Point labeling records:
◆ ◆ ◆

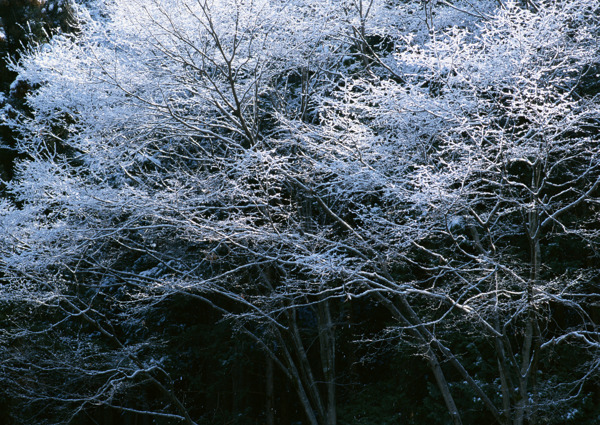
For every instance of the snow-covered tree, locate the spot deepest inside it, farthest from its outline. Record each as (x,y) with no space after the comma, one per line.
(479,176)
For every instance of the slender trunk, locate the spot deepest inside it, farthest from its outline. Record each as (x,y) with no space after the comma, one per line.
(270,393)
(420,333)
(310,382)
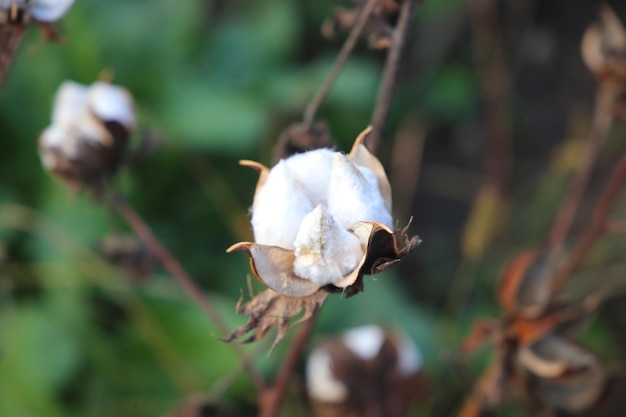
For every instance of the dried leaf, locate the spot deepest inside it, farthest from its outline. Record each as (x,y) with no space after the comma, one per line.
(270,309)
(553,356)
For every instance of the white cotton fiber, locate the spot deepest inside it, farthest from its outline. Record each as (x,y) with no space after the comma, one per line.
(325,252)
(279,208)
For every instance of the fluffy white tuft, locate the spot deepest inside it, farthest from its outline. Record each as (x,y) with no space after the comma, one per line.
(112,103)
(410,357)
(321,383)
(325,252)
(69,104)
(364,341)
(353,195)
(50,10)
(312,170)
(279,208)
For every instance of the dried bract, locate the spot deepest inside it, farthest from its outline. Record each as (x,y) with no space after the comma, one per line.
(366,371)
(604,46)
(270,309)
(89,134)
(536,359)
(323,219)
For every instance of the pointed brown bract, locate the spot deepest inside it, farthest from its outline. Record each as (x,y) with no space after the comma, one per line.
(270,309)
(536,360)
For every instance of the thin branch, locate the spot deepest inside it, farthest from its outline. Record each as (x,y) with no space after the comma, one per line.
(9,42)
(597,224)
(388,83)
(346,50)
(602,122)
(272,398)
(178,272)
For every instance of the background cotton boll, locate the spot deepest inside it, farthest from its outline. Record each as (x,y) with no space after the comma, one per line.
(68,103)
(353,195)
(321,383)
(50,10)
(364,341)
(111,103)
(312,170)
(279,208)
(324,251)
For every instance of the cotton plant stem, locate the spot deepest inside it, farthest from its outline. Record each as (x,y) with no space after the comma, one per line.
(272,398)
(597,224)
(390,72)
(182,277)
(9,43)
(602,122)
(315,103)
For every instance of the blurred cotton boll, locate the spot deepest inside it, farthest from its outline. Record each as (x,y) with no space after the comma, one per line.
(315,216)
(88,137)
(366,371)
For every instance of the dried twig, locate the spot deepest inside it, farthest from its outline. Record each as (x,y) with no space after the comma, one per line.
(178,272)
(597,224)
(346,50)
(272,398)
(602,122)
(390,72)
(9,43)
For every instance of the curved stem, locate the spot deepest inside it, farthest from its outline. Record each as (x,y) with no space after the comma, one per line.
(180,274)
(597,224)
(388,83)
(346,50)
(272,398)
(602,122)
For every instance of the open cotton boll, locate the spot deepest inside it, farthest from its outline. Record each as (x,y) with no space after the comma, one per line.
(312,170)
(56,138)
(325,252)
(279,208)
(410,359)
(321,383)
(353,195)
(111,104)
(69,104)
(49,10)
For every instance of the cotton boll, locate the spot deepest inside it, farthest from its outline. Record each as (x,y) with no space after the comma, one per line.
(353,195)
(50,10)
(364,341)
(111,103)
(324,251)
(410,358)
(54,138)
(69,104)
(312,170)
(322,385)
(279,208)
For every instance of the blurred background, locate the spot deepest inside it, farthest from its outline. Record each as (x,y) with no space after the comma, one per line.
(480,166)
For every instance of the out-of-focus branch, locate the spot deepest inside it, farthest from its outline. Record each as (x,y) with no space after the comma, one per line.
(178,272)
(9,43)
(272,398)
(346,50)
(602,122)
(390,72)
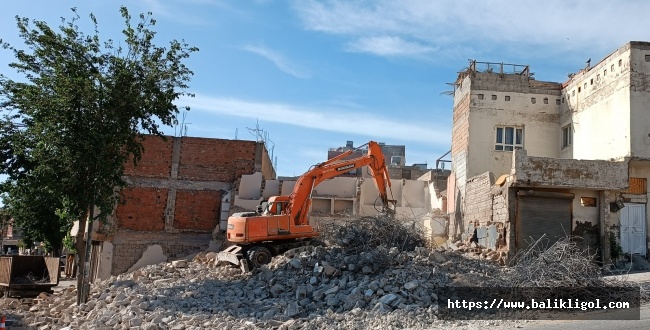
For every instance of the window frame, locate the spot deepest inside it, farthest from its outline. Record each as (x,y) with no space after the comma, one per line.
(501,142)
(567,136)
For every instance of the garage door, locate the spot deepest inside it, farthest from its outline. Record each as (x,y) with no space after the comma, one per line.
(542,213)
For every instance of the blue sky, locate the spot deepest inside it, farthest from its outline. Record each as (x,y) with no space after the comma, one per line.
(314,74)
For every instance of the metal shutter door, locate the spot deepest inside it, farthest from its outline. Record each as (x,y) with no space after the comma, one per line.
(540,213)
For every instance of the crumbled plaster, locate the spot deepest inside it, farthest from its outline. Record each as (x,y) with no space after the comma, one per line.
(151,256)
(570,173)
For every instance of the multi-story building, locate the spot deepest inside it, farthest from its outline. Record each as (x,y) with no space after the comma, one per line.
(571,158)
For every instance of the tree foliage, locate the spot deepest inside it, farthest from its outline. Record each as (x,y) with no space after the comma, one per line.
(77,116)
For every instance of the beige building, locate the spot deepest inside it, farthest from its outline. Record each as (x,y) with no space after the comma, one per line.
(585,146)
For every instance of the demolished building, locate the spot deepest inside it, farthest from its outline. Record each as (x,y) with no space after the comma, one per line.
(533,158)
(174,200)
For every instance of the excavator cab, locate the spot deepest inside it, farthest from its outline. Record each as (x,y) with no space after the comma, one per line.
(282,222)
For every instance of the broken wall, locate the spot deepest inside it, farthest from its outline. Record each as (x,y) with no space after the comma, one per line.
(568,173)
(486,214)
(174,195)
(607,121)
(586,218)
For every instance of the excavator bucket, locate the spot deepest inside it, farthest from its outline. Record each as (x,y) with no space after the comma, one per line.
(234,256)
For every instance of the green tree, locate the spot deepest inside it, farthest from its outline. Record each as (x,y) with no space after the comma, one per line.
(35,211)
(79,114)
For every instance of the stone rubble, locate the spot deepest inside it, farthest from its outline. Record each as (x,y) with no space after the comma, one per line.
(306,288)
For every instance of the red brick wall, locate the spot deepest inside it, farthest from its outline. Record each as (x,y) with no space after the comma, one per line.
(215,159)
(156,159)
(196,209)
(144,209)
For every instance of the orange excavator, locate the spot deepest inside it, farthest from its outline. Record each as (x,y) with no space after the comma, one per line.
(281,223)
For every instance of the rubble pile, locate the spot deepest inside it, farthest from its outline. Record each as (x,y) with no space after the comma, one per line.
(564,266)
(362,236)
(473,250)
(310,287)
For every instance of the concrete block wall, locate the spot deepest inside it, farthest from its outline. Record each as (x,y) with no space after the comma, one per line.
(143,209)
(197,210)
(156,161)
(478,200)
(128,246)
(173,197)
(203,159)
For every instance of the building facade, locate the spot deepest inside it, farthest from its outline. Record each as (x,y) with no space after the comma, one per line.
(522,148)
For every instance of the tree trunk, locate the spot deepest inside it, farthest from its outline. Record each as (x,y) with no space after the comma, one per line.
(80,245)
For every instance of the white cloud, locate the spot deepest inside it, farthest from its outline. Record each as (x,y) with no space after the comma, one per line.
(324,119)
(389,46)
(558,25)
(278,60)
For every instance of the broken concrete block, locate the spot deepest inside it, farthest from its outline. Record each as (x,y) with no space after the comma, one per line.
(411,285)
(295,263)
(179,263)
(389,298)
(292,309)
(452,246)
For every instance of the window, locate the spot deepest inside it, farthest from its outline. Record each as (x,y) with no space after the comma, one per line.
(588,201)
(508,138)
(567,136)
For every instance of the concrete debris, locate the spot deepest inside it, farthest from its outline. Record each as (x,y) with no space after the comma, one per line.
(310,287)
(315,288)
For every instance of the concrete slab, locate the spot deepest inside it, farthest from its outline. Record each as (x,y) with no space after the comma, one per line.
(271,188)
(151,256)
(250,186)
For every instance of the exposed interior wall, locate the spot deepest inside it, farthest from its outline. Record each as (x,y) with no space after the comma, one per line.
(129,246)
(264,162)
(539,122)
(637,68)
(641,169)
(586,218)
(569,173)
(486,213)
(174,195)
(106,261)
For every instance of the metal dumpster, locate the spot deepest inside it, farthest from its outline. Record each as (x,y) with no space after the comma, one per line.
(27,276)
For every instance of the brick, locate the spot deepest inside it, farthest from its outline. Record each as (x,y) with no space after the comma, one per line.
(198,210)
(143,208)
(156,159)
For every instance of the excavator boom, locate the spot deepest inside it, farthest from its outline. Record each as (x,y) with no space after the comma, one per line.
(283,222)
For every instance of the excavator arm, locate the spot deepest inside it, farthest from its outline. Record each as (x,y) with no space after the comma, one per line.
(300,198)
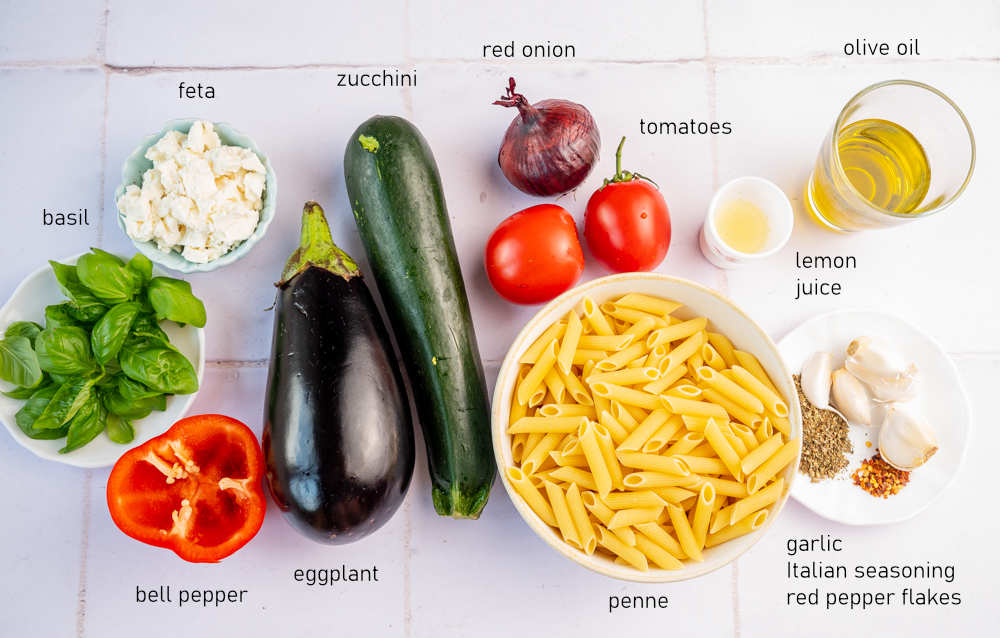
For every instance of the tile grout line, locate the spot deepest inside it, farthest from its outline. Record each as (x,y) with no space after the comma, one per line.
(81,604)
(81,592)
(724,60)
(407,510)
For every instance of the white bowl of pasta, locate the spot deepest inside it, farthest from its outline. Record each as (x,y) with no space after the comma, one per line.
(643,427)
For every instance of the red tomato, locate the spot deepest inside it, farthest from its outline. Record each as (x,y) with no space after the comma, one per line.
(627,224)
(534,255)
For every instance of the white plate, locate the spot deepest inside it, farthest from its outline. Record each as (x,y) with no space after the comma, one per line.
(941,400)
(28,303)
(698,300)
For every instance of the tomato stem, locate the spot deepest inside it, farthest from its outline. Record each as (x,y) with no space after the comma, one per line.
(624,176)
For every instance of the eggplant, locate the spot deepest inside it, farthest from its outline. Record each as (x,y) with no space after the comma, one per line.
(338,437)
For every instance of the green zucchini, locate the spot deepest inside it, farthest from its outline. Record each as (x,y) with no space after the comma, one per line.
(395,193)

◆ ◆ ◆

# Given problem:
Copy the records from the line with "For every instance of the green zucchini, locate" through the end of the records, swapping "green zucchini" for "yellow squash" and leaving everything else the same.

# Output of the task:
For every instance of the yellow squash, locate the spot deepest inside it, farthest from its outline. Record each as (x,y) with no space after the comma, one per line.
(395,193)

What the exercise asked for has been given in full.